__PROBLEM STATEMENT__: Transcribe the material word for word, but without the images.
----- MATERIAL PROVIDED -----
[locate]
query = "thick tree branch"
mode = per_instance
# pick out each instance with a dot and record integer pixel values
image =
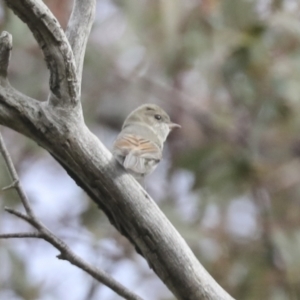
(78, 31)
(63, 133)
(55, 46)
(47, 235)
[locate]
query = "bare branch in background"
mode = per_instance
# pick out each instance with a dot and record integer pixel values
(63, 133)
(45, 234)
(54, 44)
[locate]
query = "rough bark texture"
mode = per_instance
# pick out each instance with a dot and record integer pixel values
(58, 126)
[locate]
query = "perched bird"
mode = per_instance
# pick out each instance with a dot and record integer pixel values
(139, 145)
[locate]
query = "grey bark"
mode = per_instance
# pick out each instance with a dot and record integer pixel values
(58, 126)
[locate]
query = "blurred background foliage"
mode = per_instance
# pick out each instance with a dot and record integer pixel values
(229, 73)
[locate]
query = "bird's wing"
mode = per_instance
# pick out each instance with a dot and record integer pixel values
(139, 154)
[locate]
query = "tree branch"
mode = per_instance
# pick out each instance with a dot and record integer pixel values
(62, 132)
(78, 31)
(47, 235)
(55, 46)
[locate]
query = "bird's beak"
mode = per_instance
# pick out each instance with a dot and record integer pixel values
(173, 125)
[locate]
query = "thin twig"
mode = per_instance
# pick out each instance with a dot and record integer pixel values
(36, 235)
(13, 173)
(20, 215)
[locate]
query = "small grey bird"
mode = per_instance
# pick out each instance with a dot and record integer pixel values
(139, 145)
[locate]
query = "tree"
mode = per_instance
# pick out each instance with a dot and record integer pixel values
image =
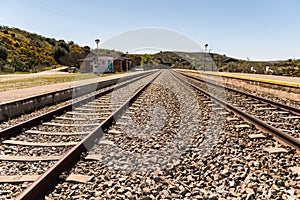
(3, 53)
(146, 58)
(58, 52)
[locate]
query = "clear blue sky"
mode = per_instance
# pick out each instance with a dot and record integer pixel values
(258, 29)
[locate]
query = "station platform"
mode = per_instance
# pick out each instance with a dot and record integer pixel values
(17, 94)
(272, 79)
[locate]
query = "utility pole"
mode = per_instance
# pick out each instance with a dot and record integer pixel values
(204, 55)
(97, 42)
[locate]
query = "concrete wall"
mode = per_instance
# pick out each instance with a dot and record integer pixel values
(27, 105)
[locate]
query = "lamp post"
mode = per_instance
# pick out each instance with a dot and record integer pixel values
(97, 42)
(204, 56)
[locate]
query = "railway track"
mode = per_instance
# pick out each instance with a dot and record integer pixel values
(274, 117)
(27, 154)
(191, 146)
-----
__RESPONSE TO THIS EXERCISE__:
[locate]
query = "thick tree branch"
mode = per_instance
# pick out each instance with a dot and record integer pixel values
image =
(78, 31)
(63, 133)
(55, 46)
(47, 235)
[locate]
query = "bare branch in background"
mode = per_instance
# pick out each instance with a dot and record integer pixel values
(63, 133)
(45, 234)
(54, 44)
[locate]
query = "rough bark texture"
mode = per_instance
# pick out each instance with a dot and record integer pixel values
(58, 126)
[locate]
query = "perched bird"
mode = per_instance
# pick out each instance with a dot and record integer pixel values
(139, 145)
[locate]
query = "grey bark"
mode = per_instance
# pick out each instance with a dot and record integer pixel values
(58, 126)
[locate]
query = "blurred background foliage"
mode = per_instance
# pick out each instance with a dot and record integer pixel values
(229, 73)
[locate]
query = "bird's wing"
mode = per_instance
# pick out each instance with a dot and record integer pixel values
(139, 154)
[locate]
query = "tree branch"
mode = per_instance
# pick out each instance with a dot and record integer pixel values
(62, 132)
(78, 31)
(47, 235)
(55, 46)
[locate]
query = "bird's beak"
mode = per_instance
# pick out each instance with a dot and record integer pixel values
(173, 125)
[locate]
query = "thin twig"
mode = per_instance
# pick out each instance with a dot and record integer pixel values
(36, 235)
(13, 173)
(20, 215)
[locate]
query = "small grey bird"
mode = per_instance
# pick out each instance with a dot and record integer pixel values
(139, 145)
[locate]
query = "tree"
mode = per_instance
# pick out each instance with a dot and record integer pixel values
image =
(3, 53)
(146, 58)
(58, 52)
[locate]
query = "clear blue sky"
mode = per_instance
# pick out each instance with a dot and record integer pixel values
(258, 29)
[locate]
query = "station platform"
mode = per_instance
# pick out each instance with a dot and record integer pixel values
(17, 94)
(272, 79)
[locate]
query = "utility pole"
mode = per_instance
# pick out each instance with a dot and record integer pixel values
(204, 55)
(97, 42)
[locate]
query = "concrete wall"
mode = per_instance
# pick out each instance with a dot and record integer pixel values
(27, 105)
[locate]
query = "lamp post"
mode = per_instance
# pick out each instance with a dot and record integer pixel values
(97, 42)
(204, 56)
[locate]
query = "railway track"
mode = per_instance
# pick out each instance with a dot and record integer pixel values
(274, 117)
(27, 154)
(191, 146)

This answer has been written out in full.